> ENTRIES PROVIDED
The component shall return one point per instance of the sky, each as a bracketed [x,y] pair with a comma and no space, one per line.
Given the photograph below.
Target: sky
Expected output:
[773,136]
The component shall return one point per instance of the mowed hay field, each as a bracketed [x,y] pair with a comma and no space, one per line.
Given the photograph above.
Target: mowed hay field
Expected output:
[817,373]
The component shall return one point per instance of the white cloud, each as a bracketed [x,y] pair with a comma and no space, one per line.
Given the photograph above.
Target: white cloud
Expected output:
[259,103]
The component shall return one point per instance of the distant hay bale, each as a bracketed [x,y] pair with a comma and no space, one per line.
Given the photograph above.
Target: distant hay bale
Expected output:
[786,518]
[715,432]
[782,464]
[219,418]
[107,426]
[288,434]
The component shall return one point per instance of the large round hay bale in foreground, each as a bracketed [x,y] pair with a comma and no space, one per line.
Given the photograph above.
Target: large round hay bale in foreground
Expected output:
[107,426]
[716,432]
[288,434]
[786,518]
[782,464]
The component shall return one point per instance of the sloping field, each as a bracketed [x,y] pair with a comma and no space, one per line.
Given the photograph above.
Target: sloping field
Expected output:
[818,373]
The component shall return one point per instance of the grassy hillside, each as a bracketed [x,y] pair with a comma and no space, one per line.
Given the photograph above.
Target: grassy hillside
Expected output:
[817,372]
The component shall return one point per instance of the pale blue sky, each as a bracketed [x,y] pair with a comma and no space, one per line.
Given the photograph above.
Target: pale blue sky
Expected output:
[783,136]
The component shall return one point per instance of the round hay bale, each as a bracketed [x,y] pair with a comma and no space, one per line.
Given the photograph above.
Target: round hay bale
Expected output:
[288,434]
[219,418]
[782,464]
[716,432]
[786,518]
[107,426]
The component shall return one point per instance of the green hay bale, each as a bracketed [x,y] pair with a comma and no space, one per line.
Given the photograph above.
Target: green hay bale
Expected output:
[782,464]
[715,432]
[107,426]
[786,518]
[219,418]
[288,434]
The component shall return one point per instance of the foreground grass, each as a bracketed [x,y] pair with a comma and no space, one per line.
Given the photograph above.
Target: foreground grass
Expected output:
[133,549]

==

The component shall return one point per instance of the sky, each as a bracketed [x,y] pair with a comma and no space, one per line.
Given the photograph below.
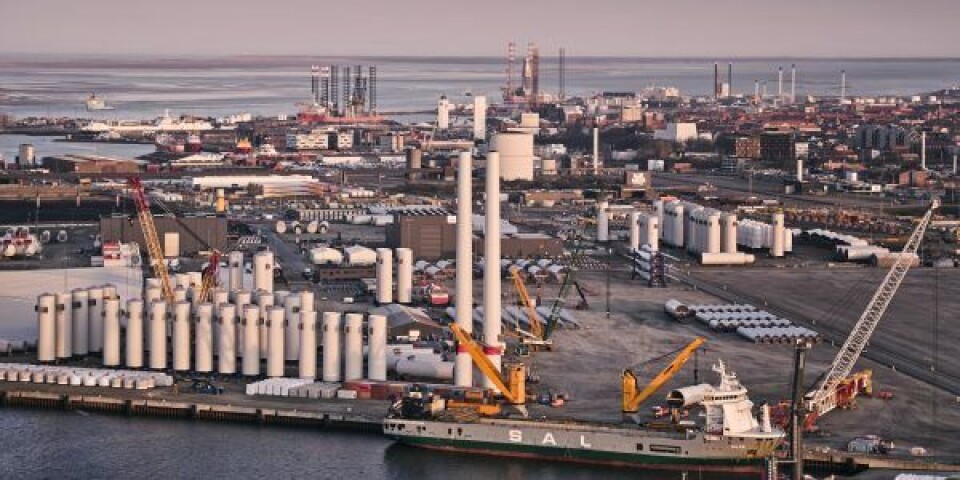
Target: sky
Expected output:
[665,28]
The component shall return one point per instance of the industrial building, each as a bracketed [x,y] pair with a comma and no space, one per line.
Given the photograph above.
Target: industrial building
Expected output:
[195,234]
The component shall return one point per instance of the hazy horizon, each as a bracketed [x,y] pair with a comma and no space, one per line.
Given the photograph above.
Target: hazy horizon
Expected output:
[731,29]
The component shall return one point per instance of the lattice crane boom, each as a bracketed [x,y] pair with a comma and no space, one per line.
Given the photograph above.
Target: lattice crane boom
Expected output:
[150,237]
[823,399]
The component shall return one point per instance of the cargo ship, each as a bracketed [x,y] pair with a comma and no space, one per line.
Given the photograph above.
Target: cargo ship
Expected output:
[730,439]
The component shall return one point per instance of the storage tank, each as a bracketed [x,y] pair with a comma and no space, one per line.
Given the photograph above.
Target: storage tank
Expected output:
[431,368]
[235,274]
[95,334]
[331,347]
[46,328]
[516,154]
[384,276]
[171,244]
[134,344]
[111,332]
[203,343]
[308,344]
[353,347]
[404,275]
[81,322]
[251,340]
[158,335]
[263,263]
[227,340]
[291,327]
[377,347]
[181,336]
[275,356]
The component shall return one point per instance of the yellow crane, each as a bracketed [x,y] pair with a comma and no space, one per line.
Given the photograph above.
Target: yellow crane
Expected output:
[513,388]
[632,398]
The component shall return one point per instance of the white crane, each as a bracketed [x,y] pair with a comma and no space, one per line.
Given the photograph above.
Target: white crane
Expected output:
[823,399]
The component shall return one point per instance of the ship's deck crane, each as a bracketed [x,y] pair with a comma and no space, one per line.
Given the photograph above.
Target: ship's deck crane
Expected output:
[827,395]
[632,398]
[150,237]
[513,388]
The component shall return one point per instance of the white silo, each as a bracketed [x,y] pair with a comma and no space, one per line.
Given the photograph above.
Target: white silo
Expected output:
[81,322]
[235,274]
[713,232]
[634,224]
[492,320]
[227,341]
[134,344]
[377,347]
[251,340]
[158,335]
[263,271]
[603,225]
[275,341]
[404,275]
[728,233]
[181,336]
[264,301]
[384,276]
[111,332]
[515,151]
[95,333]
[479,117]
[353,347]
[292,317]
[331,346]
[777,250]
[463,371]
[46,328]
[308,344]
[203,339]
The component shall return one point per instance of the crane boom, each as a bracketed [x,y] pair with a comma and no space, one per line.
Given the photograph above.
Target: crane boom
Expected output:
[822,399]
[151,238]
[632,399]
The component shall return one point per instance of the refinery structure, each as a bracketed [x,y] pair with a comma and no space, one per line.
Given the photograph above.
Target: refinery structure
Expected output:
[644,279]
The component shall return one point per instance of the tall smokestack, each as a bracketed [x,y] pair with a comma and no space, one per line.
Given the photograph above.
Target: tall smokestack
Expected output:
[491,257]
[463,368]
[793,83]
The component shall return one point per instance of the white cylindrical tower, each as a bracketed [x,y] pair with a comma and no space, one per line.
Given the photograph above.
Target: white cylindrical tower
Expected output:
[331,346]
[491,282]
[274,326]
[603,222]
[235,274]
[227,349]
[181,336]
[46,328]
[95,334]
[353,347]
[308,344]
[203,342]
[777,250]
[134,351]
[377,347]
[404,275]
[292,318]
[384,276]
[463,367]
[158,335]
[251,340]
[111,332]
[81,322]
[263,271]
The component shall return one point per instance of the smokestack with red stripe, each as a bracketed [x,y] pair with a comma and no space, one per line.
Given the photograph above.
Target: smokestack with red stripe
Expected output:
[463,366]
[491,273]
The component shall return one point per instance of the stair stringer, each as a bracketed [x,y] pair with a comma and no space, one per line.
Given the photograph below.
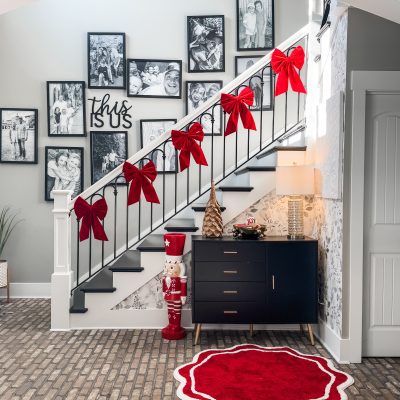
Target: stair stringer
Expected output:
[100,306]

--

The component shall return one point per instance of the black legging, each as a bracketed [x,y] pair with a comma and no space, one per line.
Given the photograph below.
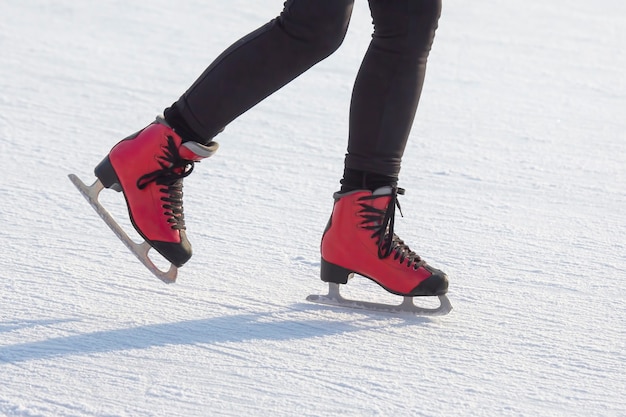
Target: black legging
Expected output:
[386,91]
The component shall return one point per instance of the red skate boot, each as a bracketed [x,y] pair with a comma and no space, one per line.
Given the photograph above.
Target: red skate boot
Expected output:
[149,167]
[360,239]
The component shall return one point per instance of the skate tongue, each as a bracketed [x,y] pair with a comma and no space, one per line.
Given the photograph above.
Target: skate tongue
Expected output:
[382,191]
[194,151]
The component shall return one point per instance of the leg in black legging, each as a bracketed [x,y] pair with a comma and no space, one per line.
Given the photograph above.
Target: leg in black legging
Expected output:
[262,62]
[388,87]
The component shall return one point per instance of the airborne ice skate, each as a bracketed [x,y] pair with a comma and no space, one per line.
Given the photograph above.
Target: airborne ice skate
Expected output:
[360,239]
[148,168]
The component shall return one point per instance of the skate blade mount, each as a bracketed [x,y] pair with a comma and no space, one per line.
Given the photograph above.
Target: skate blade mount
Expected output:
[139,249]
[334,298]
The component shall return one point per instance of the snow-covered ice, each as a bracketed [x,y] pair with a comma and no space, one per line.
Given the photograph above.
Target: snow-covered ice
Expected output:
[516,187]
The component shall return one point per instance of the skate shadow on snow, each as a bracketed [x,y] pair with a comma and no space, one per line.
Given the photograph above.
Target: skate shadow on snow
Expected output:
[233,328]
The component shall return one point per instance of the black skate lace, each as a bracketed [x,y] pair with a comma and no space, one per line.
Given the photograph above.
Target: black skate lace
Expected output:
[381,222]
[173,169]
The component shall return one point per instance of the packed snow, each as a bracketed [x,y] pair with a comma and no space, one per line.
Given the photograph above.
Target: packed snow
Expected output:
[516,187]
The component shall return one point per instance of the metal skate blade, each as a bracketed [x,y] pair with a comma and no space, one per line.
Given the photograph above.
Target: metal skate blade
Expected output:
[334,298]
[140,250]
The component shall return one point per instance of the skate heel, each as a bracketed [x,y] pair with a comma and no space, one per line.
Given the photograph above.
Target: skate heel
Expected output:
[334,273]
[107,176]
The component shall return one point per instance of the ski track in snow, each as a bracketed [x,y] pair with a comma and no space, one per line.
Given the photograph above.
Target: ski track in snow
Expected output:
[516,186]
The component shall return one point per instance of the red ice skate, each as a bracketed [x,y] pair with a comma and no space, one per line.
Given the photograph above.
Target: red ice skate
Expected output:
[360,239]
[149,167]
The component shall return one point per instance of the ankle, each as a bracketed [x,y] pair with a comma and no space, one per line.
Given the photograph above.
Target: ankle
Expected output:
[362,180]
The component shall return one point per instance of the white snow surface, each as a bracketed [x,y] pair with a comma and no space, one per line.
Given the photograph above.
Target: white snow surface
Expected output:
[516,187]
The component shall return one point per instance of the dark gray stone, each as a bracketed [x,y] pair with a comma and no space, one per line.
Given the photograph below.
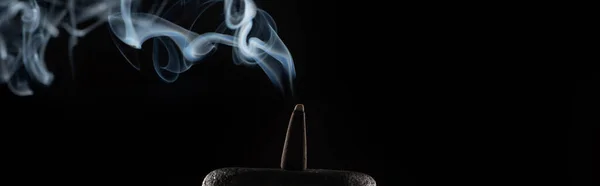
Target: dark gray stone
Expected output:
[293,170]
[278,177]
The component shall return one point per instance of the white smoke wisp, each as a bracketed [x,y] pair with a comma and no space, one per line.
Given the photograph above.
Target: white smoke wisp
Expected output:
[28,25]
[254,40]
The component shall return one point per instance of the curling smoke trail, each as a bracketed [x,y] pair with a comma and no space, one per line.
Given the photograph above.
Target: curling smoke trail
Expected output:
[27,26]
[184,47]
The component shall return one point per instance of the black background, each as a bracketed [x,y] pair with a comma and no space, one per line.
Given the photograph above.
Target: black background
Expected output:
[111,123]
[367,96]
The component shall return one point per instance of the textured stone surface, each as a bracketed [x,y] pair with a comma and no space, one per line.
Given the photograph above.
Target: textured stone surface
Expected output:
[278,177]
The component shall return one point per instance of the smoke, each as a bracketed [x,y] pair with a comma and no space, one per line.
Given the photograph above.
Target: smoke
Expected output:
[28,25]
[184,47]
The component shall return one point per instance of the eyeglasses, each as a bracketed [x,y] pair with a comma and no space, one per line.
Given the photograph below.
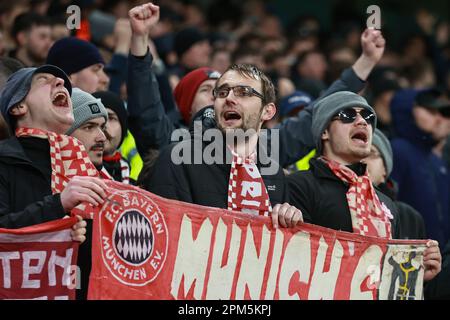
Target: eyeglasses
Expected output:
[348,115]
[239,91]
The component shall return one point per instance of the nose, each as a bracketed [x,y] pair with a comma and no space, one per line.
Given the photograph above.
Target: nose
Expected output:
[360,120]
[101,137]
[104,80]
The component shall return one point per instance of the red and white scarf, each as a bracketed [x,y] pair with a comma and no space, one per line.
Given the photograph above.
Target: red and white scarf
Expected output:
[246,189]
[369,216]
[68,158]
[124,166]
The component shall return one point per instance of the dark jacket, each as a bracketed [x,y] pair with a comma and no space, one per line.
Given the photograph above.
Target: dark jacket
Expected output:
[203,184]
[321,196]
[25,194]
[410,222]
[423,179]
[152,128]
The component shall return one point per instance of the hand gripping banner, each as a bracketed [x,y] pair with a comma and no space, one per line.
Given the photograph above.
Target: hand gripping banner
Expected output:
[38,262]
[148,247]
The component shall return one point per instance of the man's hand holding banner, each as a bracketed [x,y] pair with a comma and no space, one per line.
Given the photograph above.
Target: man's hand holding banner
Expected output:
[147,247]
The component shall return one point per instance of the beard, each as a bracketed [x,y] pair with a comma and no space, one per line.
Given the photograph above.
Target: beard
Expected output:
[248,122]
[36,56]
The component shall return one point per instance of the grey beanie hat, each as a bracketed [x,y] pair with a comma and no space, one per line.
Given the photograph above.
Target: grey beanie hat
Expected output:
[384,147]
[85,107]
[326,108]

> GIVEN TASK
Return each line above that contains the string "jacket". Case counts.

> TASK RESULT
The component shall return one point per instance of the dark jacket, each as a bracketed [x,y] pair with a comma and no space, one per line.
Target: dark jacket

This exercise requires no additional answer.